(EXTRACTO DEL TEXTO)
----
En mi primer viaje hacia Cuenca, miraba las extensas áreas de cultivos. En ellas, el rojo oxido, ocres, sienas y sombras, se yuxtaponen para brindar un paisaje armónico y singular, donde no hay cabida para las malezas, ni sitio en que los agricultores no hayan labrado. Pasé mucho tiempo, mirando a través de la ventanilla, aquellos campos, como si fuera un óleo que se extendía a lo largo de la carretera, y expresaba una cultura basada en las bondades del suelo.

Los pueblos, para no resultar anacrónicos aparecen  sembrados en esa gama de tierras y los típicos caseríos, en nuestras pupilas se reflejan blancos. En todos ellos, el edificio más alto, siempre es el de la iglesia.

Luego, la carretera se fue adentrando en un paisaje diferente formado por un páramo y cortado por ríos, valles fértiles, olivares y pequeñas huertas. En él, por primera vez, mis manos estrujaron el romero y el espliego para inundarse de olores. Pude mirar el tomillo, la humilde escoba amarga, el esparto que no da flor y los pelos de bruja.  Para en el blanco de los yesales, envolverme en un paisaje lunar: la Alcarria.
----
(OBJETIVO 1) Reproduce sin cambios las líneas de las entradas desde la que contiene "of the peeling" hasta la que contiene "Query: peeling white paint wall", ambas incluidas.

(MATERIAL DEL EJERCICIO)
----
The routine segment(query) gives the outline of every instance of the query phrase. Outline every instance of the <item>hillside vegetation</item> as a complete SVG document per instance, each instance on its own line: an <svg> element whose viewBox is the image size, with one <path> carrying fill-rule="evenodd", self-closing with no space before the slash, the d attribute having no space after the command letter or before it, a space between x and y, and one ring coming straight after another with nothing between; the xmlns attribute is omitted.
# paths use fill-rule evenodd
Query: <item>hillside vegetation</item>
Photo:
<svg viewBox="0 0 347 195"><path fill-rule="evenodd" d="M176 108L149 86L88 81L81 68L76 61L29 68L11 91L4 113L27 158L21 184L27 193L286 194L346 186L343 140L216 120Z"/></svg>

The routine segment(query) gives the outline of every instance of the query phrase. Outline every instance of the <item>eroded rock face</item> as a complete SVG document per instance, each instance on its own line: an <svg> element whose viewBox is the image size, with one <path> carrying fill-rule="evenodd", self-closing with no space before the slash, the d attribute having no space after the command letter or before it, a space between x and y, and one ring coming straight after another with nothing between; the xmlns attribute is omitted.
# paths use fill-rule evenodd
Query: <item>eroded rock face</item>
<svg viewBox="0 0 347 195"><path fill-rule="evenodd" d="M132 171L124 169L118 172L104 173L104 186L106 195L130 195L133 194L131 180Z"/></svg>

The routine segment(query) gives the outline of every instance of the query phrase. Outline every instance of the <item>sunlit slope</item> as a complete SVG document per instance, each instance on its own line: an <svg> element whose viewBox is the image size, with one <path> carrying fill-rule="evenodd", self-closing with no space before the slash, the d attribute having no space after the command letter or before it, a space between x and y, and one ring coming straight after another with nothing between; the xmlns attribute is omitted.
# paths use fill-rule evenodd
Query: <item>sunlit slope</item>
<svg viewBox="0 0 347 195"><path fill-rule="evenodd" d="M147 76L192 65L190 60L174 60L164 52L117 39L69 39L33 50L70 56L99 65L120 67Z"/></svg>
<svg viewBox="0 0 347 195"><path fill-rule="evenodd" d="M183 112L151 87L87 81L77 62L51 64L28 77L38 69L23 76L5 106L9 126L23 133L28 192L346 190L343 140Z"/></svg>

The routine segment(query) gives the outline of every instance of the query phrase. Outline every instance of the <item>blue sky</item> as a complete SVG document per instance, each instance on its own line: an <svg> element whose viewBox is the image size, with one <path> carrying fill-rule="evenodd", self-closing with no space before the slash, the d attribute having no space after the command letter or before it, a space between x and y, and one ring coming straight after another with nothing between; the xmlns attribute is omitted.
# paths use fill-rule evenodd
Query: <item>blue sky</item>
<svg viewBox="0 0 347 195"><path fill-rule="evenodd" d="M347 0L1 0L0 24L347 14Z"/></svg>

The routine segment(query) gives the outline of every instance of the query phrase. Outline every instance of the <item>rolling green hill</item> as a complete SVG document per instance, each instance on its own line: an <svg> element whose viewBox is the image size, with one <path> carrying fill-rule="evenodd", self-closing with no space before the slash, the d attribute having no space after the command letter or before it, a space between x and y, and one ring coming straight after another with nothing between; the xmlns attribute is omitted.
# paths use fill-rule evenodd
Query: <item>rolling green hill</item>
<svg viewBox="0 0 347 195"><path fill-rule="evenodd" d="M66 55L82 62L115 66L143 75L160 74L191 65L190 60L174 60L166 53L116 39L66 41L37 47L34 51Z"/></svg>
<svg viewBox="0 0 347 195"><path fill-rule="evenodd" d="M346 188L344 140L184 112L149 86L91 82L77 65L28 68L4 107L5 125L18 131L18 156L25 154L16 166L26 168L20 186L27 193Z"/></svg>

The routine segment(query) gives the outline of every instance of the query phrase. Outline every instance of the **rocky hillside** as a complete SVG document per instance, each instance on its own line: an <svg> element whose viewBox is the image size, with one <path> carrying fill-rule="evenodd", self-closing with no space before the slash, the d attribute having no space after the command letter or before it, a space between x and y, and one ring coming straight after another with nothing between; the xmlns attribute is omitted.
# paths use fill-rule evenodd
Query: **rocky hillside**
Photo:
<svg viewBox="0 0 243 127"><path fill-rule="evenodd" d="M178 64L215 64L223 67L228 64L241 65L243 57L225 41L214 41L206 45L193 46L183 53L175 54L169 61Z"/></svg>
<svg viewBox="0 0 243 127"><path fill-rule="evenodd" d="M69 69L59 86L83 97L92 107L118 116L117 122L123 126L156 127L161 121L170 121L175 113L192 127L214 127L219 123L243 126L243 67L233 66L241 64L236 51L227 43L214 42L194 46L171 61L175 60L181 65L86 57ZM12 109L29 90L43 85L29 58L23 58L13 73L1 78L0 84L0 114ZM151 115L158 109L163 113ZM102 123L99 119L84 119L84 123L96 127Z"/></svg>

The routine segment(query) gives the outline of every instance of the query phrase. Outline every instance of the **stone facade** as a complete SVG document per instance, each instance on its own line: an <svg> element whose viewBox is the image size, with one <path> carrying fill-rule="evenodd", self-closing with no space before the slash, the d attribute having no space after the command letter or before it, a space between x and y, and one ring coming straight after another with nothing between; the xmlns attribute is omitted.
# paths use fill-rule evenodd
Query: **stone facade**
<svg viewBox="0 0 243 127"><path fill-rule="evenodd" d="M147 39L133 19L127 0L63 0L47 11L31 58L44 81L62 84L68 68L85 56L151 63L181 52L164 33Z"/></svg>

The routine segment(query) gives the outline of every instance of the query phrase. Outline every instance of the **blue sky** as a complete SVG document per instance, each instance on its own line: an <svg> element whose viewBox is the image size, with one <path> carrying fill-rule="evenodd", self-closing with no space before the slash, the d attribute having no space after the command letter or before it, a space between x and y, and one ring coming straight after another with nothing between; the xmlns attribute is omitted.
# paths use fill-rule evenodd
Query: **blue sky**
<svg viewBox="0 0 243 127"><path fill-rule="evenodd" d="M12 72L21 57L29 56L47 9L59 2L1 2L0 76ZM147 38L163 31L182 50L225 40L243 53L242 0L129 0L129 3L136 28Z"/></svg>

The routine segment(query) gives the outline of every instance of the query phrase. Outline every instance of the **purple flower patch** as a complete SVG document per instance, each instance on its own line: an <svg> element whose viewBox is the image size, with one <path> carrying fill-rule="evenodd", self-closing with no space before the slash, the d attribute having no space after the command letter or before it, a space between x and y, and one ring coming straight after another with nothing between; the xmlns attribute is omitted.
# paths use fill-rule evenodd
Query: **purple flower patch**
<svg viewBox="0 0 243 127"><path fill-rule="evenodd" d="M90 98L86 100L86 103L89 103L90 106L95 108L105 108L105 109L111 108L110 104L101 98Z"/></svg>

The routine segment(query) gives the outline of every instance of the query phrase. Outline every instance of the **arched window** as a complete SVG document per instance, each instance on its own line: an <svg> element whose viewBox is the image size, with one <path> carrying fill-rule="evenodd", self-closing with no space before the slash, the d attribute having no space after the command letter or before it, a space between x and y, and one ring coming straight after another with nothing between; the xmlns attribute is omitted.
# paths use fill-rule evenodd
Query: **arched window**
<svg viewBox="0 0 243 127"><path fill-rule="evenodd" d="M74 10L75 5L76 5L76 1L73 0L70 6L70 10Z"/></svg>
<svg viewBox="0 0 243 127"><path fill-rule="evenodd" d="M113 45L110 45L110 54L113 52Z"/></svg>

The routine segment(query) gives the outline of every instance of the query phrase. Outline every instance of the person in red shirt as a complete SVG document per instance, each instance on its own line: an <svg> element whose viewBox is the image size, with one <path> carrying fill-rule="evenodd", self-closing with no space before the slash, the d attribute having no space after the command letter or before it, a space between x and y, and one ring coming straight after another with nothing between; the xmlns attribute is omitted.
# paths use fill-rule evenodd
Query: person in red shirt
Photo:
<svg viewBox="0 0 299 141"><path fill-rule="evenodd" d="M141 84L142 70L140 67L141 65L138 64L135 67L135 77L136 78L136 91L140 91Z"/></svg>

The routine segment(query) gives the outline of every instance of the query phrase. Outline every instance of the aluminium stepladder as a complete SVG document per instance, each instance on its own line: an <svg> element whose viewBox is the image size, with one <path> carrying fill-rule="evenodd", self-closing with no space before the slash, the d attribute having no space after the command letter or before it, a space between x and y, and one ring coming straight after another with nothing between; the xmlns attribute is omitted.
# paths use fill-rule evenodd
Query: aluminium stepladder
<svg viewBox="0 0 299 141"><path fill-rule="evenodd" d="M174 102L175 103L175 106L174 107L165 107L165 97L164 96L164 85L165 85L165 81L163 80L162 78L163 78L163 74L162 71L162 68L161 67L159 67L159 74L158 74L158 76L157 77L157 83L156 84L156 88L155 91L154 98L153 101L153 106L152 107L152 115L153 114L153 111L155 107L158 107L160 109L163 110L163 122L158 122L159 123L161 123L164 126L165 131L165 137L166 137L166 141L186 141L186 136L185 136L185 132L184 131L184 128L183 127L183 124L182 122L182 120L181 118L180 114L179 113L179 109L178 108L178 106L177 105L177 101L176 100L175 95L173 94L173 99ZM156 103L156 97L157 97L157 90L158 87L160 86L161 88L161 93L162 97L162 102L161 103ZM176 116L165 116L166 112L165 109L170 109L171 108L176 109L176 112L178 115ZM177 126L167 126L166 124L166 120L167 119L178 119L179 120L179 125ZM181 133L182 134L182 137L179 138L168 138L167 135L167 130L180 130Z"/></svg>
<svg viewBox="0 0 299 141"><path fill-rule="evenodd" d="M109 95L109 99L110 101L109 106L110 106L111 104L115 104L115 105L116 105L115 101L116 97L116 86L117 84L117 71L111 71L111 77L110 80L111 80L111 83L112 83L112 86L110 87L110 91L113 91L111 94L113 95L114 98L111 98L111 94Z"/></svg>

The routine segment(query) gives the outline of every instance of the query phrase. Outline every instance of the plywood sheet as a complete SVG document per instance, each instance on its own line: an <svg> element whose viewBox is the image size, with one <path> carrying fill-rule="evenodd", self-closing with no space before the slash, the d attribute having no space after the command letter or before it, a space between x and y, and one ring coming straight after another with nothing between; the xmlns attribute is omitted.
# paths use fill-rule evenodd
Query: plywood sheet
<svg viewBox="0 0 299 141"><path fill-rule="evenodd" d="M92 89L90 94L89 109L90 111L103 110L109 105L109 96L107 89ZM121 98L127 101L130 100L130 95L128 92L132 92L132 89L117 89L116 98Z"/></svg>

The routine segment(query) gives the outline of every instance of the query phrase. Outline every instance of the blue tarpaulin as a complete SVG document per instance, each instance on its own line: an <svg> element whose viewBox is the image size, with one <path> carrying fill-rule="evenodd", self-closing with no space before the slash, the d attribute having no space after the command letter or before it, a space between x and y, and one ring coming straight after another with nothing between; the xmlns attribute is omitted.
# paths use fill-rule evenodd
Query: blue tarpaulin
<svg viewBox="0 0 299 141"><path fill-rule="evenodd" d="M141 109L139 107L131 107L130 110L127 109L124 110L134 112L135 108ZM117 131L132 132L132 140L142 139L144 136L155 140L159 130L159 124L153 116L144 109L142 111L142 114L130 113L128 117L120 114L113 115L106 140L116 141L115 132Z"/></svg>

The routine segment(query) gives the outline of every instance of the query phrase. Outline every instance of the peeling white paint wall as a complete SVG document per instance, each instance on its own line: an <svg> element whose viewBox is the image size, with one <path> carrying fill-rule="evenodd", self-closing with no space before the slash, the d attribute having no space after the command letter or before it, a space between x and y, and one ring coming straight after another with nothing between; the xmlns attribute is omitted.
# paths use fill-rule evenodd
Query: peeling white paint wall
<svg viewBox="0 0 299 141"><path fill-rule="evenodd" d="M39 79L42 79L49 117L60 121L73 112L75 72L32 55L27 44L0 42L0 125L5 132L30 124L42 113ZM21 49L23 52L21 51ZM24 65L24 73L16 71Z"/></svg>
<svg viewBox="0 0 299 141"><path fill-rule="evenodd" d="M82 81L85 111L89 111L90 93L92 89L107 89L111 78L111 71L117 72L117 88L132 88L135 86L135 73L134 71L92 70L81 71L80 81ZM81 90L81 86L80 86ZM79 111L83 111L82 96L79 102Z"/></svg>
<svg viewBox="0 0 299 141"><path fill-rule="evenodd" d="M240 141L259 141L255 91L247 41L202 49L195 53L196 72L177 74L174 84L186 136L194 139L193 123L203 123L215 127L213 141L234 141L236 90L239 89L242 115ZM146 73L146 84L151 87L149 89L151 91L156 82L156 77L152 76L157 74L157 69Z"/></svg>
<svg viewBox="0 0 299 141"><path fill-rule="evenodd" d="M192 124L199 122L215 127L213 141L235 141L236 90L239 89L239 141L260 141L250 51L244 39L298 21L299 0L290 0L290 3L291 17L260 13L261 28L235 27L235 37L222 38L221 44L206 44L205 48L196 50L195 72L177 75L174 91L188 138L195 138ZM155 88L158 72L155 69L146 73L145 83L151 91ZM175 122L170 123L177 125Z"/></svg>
----
(OBJETIVO 2) Enumera todas las plantas que, según el texto sobre el viaje a Cuenca, se estrujaron con las manos o se pudieron mirar en el páramo.

(SOLUCIÓN DEL EJERCICIO 1)
The routine segment(query) gives the outline of every instance of the query phrase. Outline every instance of the peeling white paint wall as a complete SVG document per instance, each instance on its own line: an <svg> element whose viewBox is the image size, with one <path> carrying fill-rule="evenodd", self-closing with no space before the slash, the d attribute having no space after the command letter or before it, a space between x and y, and one ring coming straight after another with nothing between; the xmlns attribute is omitted.
# paths use fill-rule evenodd
Query: peeling white paint wall

(SOLUCIÓN DEL EJERCICIO 2)
- romero
- espliego
- tomillo
- escoba amarga
- esparto
- pelos de bruja